>>>

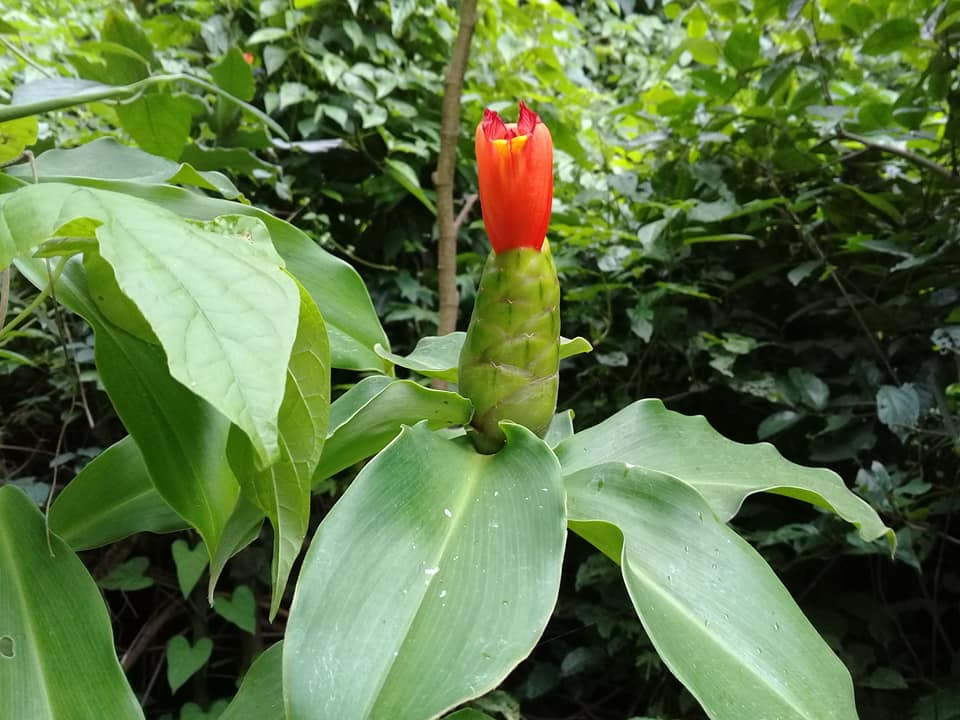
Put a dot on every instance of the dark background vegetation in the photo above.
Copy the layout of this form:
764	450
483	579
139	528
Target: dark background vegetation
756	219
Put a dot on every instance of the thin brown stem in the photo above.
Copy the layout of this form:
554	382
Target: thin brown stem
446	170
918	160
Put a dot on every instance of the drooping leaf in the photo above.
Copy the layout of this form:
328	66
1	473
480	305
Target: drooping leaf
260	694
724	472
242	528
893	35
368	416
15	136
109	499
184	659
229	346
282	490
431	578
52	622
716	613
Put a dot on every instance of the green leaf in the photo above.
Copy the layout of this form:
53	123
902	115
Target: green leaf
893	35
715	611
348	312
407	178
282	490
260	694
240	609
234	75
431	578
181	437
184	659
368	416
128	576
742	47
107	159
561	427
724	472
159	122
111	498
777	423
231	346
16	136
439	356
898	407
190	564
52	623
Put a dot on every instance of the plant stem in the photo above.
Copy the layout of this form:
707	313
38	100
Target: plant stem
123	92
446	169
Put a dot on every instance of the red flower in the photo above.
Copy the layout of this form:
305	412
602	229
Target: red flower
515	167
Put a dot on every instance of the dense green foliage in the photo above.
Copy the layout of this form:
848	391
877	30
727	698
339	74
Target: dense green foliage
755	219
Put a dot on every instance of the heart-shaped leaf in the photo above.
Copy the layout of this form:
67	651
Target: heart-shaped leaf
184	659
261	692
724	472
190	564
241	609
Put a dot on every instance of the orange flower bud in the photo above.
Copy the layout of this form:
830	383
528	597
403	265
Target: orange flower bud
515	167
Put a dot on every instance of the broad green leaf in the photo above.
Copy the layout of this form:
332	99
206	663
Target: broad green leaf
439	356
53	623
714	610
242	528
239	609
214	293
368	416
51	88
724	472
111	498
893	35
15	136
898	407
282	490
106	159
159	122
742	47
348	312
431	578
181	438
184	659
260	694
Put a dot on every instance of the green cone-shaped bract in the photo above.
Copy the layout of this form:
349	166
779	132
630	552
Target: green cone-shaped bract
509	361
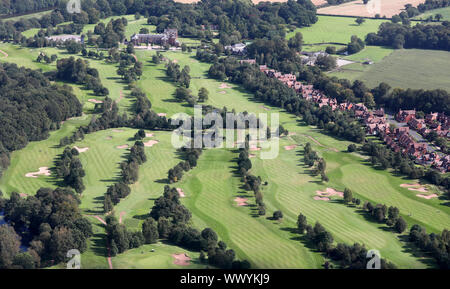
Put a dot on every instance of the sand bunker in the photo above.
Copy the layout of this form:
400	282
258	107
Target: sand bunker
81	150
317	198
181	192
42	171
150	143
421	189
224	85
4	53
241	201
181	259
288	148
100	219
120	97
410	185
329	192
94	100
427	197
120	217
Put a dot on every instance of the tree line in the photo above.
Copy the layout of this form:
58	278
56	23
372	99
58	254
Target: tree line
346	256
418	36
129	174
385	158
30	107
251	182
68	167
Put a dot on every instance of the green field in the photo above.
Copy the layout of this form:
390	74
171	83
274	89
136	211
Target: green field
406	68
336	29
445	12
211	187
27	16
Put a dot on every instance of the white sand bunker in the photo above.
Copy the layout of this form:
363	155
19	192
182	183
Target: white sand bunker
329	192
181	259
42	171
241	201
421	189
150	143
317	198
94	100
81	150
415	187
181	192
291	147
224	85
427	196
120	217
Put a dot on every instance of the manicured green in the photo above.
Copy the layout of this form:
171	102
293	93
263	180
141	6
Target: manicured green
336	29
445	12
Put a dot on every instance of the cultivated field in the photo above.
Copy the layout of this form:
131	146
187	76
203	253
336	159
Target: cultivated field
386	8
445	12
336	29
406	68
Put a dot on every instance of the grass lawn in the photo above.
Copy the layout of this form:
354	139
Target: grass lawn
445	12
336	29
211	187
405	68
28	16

<<<
>>>

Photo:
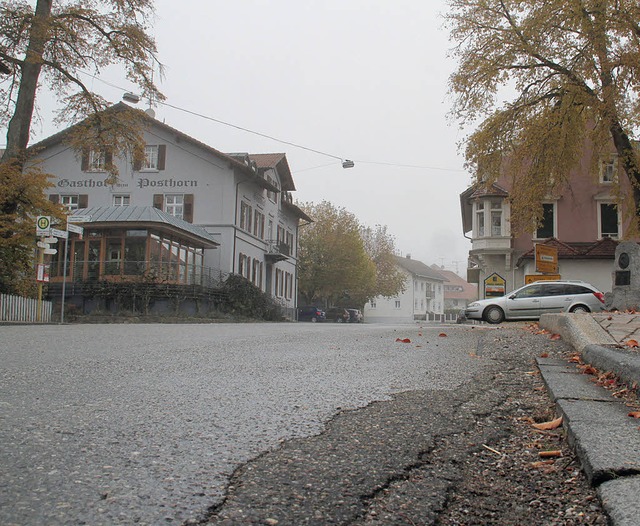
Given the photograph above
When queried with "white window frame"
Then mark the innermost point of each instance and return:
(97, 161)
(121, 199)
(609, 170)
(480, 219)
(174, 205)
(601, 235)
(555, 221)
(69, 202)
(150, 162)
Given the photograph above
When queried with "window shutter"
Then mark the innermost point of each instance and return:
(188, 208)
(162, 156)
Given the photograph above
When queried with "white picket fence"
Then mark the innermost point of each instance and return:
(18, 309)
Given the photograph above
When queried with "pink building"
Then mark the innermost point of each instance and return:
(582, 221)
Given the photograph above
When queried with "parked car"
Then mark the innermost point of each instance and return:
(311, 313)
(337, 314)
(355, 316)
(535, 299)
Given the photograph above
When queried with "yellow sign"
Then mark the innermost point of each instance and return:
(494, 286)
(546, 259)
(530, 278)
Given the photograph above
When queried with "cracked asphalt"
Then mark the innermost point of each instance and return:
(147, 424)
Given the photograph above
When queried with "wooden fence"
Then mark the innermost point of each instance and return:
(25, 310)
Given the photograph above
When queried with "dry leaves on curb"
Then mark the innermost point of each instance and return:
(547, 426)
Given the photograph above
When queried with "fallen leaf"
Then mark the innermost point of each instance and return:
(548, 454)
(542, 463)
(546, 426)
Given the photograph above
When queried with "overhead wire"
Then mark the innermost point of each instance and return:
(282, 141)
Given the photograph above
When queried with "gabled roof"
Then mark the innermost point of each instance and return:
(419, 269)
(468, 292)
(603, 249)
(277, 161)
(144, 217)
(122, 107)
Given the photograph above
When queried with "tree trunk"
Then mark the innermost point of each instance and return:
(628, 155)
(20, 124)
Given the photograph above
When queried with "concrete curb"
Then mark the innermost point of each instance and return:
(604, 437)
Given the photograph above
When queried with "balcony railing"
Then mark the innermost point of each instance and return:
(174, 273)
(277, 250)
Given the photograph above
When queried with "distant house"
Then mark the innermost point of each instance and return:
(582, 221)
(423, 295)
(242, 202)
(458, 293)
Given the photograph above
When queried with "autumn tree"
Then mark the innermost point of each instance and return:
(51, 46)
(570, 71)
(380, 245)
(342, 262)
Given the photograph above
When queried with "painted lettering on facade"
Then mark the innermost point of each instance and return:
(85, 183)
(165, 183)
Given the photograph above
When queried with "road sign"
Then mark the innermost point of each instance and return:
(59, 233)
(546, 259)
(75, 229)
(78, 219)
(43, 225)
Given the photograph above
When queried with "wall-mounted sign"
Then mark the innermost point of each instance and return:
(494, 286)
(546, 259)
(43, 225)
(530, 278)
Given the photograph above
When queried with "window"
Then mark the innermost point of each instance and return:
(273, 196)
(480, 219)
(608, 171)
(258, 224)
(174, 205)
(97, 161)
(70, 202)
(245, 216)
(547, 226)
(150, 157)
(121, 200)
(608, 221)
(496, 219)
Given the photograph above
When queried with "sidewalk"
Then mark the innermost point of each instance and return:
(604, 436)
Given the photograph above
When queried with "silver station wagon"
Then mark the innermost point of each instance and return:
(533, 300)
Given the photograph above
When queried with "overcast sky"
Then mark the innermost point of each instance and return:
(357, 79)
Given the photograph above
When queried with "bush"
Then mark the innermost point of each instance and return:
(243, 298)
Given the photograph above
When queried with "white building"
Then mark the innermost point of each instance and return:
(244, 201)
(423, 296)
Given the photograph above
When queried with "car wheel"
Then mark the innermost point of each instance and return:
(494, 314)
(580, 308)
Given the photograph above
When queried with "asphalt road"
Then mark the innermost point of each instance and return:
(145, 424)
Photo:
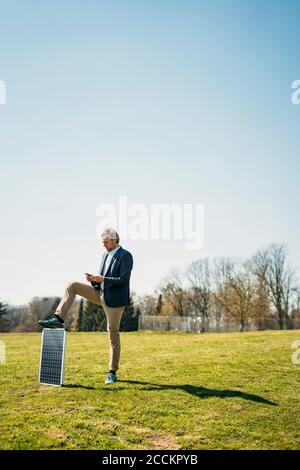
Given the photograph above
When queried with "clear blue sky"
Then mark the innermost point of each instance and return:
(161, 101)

<<<
>>>

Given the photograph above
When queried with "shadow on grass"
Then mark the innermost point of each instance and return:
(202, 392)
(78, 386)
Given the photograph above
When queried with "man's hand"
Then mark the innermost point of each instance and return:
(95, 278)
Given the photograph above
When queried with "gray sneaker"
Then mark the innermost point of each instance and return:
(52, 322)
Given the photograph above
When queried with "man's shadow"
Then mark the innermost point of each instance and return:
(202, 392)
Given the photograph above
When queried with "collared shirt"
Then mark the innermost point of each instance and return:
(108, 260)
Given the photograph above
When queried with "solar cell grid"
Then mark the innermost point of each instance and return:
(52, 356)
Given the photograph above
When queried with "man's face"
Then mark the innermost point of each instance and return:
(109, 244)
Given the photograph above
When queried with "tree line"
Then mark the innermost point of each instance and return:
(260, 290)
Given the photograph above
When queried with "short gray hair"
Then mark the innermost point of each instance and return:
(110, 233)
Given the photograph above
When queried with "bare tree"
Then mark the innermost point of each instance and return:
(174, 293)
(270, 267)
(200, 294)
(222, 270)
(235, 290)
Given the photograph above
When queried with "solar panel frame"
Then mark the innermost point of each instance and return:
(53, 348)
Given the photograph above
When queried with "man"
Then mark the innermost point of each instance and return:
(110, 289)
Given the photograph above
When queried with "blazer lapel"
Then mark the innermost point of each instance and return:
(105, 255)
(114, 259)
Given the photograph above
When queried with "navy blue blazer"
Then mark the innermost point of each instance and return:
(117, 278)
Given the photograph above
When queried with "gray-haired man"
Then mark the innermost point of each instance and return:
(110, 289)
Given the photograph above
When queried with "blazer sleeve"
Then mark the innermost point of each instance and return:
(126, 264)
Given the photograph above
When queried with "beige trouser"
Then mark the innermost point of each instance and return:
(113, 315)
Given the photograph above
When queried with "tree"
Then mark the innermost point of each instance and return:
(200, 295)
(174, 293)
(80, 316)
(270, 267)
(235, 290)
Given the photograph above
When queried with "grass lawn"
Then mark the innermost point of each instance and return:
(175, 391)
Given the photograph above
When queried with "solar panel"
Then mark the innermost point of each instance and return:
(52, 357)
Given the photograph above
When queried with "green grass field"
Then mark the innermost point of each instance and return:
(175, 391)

<<<

(DIRECTIONS) Find each line in the data above that contains the word "blue" and copy those lines out.

(CORRECT ANSWER)
When queried with "clear blue sky"
When queried with "navy blue blazer"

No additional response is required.